-- What the task requires --
Pull out every line from the line containing "Could you please point out the butterfly antenna" through the end of the material, both ends included, and reproduce it exactly. Keep pictures out.

Stored entries
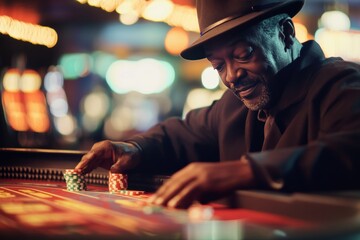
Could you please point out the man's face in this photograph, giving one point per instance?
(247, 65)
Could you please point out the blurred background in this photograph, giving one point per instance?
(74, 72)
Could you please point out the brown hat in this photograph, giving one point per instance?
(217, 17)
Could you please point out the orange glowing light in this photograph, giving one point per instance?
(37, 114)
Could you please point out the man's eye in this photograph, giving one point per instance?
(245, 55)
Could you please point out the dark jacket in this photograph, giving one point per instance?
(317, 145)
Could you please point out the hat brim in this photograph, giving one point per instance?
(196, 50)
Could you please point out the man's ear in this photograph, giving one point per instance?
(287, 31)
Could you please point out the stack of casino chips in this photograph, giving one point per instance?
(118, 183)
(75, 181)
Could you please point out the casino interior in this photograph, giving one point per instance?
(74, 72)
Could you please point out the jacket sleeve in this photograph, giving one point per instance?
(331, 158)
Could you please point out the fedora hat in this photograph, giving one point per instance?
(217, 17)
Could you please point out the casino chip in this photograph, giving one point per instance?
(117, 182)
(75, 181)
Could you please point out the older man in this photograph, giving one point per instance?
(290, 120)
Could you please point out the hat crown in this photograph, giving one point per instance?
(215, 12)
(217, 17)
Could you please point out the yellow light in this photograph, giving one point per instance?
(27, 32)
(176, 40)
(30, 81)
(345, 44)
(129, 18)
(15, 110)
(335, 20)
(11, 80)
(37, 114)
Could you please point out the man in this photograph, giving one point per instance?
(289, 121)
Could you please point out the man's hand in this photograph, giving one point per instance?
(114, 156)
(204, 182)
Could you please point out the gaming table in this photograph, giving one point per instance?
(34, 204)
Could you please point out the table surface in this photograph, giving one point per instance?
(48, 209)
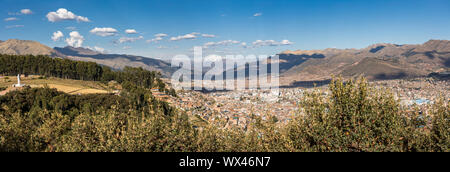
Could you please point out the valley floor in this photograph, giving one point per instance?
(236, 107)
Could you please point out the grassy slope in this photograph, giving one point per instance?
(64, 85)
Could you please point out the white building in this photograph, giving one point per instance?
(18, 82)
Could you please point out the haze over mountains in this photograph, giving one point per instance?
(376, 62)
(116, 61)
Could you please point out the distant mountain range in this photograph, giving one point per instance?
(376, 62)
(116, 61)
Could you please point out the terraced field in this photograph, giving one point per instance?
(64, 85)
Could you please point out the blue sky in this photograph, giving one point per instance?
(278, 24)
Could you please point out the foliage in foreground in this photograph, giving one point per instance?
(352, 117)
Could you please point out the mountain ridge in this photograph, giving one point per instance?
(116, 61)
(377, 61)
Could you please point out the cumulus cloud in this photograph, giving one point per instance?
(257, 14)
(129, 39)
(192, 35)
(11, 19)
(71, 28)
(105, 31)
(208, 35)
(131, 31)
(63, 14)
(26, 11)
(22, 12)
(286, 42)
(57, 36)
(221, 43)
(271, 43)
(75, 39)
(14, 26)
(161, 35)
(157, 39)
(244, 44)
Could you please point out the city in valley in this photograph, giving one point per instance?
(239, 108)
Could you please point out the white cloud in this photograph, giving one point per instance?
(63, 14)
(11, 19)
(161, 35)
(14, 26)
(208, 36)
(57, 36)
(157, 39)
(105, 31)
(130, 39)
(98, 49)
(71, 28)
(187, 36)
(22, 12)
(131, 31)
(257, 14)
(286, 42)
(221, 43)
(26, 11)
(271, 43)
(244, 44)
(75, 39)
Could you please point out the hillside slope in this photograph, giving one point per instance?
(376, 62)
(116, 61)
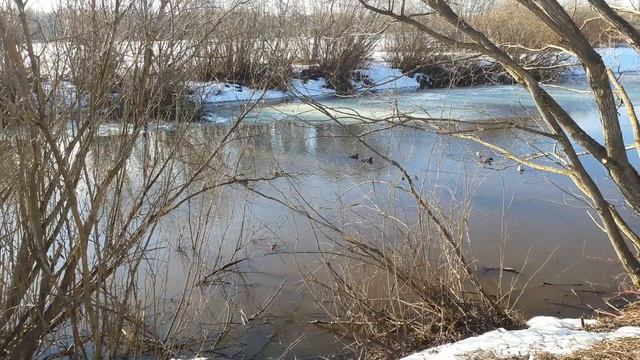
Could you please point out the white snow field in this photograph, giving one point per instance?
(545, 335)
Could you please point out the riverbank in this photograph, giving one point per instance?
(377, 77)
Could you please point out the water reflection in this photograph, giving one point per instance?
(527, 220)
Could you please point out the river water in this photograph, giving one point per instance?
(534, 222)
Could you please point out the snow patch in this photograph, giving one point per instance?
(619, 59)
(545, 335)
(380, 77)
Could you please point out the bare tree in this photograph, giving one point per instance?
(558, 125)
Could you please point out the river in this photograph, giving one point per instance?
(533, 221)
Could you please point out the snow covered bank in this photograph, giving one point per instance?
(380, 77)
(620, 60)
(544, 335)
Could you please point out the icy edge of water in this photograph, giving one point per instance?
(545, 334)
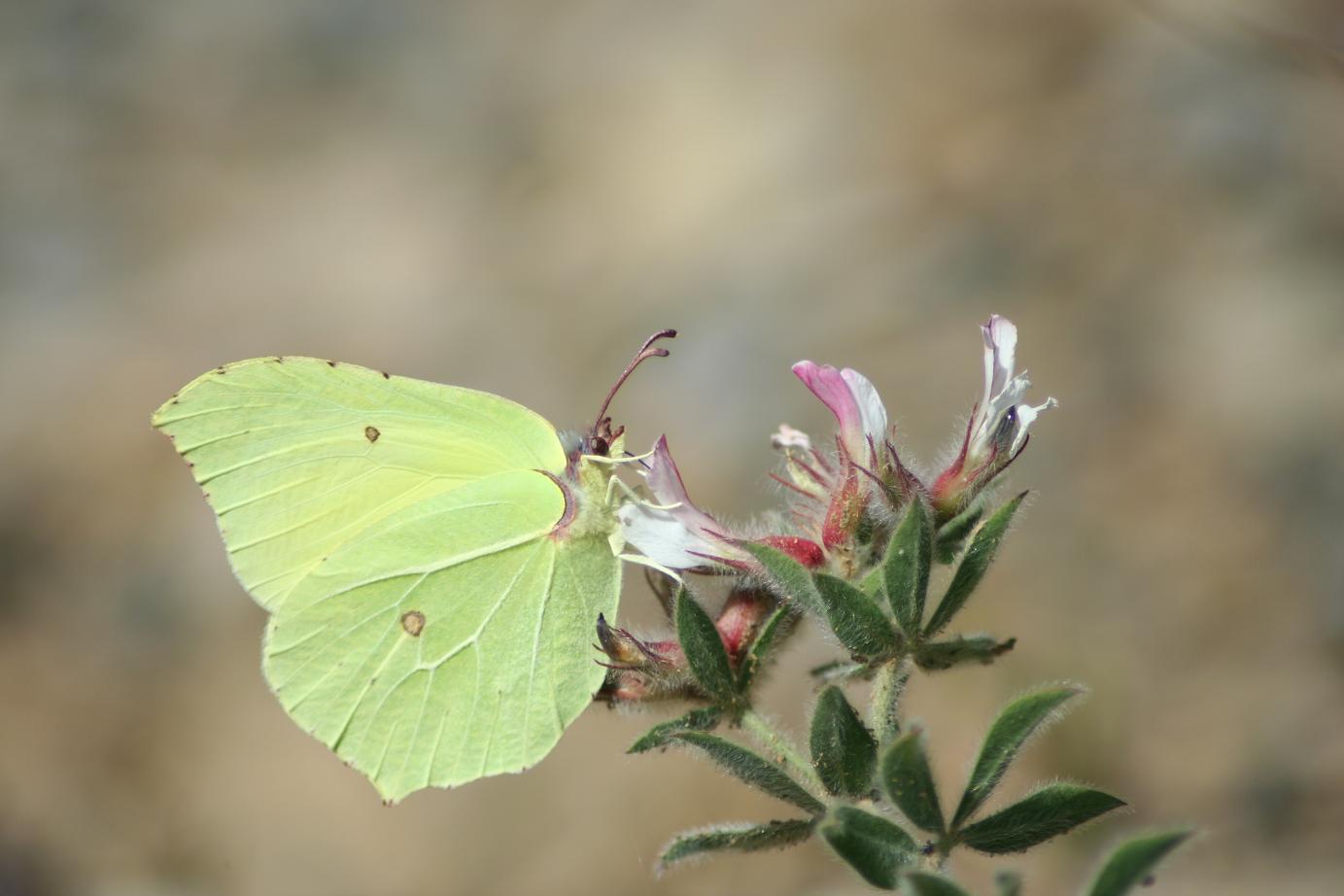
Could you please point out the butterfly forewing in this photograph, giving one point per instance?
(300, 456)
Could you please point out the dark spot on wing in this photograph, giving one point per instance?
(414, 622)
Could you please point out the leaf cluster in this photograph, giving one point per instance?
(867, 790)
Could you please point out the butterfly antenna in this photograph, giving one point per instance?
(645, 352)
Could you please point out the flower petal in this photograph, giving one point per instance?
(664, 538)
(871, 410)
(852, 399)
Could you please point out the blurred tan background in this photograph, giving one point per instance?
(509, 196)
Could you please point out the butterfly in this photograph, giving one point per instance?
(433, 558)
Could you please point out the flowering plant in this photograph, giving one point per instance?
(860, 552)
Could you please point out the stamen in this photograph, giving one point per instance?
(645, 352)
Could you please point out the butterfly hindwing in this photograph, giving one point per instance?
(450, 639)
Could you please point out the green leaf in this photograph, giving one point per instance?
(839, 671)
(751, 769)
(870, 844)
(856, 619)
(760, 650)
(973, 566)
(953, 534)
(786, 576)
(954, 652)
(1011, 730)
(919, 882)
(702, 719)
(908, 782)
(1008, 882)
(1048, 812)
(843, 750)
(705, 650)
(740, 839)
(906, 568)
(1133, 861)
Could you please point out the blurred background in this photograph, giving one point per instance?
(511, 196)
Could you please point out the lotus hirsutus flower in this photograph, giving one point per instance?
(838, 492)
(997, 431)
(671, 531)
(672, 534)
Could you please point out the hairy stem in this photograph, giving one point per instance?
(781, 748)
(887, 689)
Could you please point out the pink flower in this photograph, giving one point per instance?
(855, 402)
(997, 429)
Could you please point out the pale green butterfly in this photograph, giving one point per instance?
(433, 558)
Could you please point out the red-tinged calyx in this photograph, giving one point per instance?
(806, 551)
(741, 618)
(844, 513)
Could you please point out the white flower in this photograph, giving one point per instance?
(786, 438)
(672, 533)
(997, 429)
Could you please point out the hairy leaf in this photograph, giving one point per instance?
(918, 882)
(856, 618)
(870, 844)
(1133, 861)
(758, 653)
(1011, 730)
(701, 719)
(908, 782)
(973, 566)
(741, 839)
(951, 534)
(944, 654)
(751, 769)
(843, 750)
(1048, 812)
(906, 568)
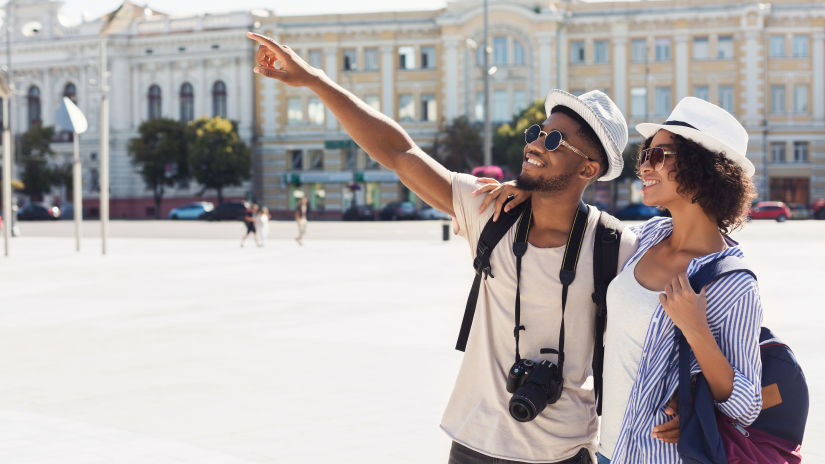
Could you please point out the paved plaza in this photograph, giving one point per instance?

-- Finished exercise --
Could you please point out the butterfly antenna in this photograph, giving one point per instance?
(645, 352)
Could you please point out the flower petal in this photograph, giving one point per instance?
(664, 538)
(871, 410)
(852, 399)
Could you please point out the blurred tan background in this photograph, giving one point per instance?
(509, 196)
Could you please point out the butterfly in this photograph, giving one point per instance?
(433, 558)
Could you please point out the flowering plant in this photograph, giving one point per instance?
(860, 552)
Could you please point out the stamen in this photograph, giving one point per instance?
(645, 352)
Could you please point out the butterfly hindwing in this photograph, giving one point per instance?
(450, 639)
Could you please point out the green leaf in this photograph, giving one point per instance?
(839, 671)
(751, 769)
(870, 844)
(856, 619)
(760, 650)
(973, 566)
(953, 534)
(786, 576)
(954, 652)
(1011, 730)
(919, 882)
(702, 719)
(908, 782)
(1008, 882)
(1048, 812)
(843, 750)
(705, 650)
(740, 839)
(906, 568)
(1133, 861)
Could you please point out the blurred background in this photograph, giving one point per instance?
(511, 196)
Could you please point out the lotus hirsutus flower in this photograph, giving one point per instance?
(838, 492)
(997, 431)
(671, 531)
(672, 534)
Could you please point out the hairy stem in this photograph, giving one point per instance?
(781, 748)
(887, 689)
Could you please point out the pink flower in this photograph, giving one point per instance?
(855, 402)
(997, 429)
Could you please point out the pale green butterfly in this photograph, giving one point per instance?
(433, 558)
Could you please point out the red-tinged calyx in this photograph, giving one point per instance?
(806, 551)
(741, 618)
(844, 513)
Could you please point out the white flower in this photograph, giving one point per instance?
(786, 438)
(672, 533)
(997, 429)
Could you please point out the hairy leaf in this photograph, giving one point per instance?
(918, 882)
(856, 618)
(870, 844)
(1133, 861)
(758, 653)
(1011, 730)
(701, 719)
(908, 782)
(973, 566)
(741, 839)
(951, 534)
(944, 654)
(751, 769)
(843, 750)
(1048, 812)
(906, 568)
Could you please point out the paved plaza in this photograph, giving one point per instance?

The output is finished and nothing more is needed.